§ **EXERCISE DESCRIPTION**:
From the first entry to the last, copy everything exactly except the pictures.

-------- EXERCISE DATA --------

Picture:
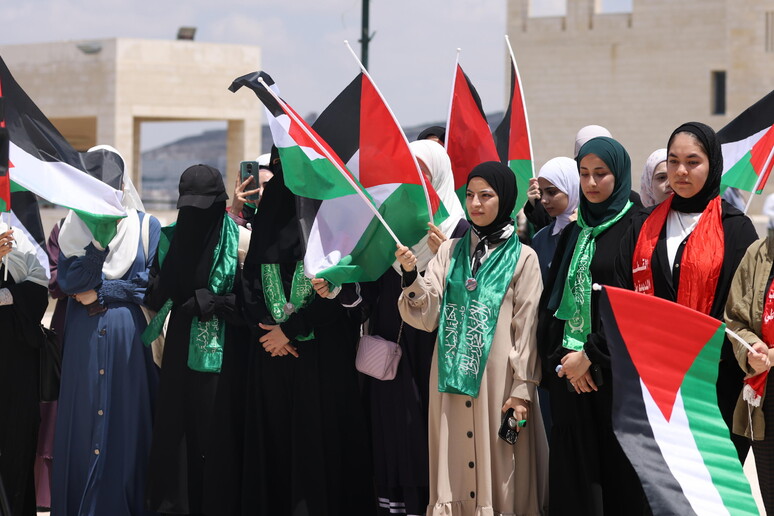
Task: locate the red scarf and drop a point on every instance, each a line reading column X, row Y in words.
column 754, row 386
column 701, row 261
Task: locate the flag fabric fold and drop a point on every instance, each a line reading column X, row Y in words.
column 665, row 414
column 43, row 162
column 469, row 140
column 747, row 142
column 512, row 139
column 345, row 242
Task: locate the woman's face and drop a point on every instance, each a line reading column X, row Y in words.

--------

§ **THE ANSWER**:
Picture:
Task: locate the red scarf and drop a point on every instance, each a line reading column X, row Y in words.
column 754, row 386
column 701, row 261
Task: locate the flag fabric fold and drop a point on every instance, each a line reading column X, row Y in words.
column 665, row 414
column 43, row 162
column 469, row 140
column 747, row 142
column 512, row 139
column 345, row 242
Task: locate the woman's face and drop a point on every instance, each a line reading column X, row Y in words.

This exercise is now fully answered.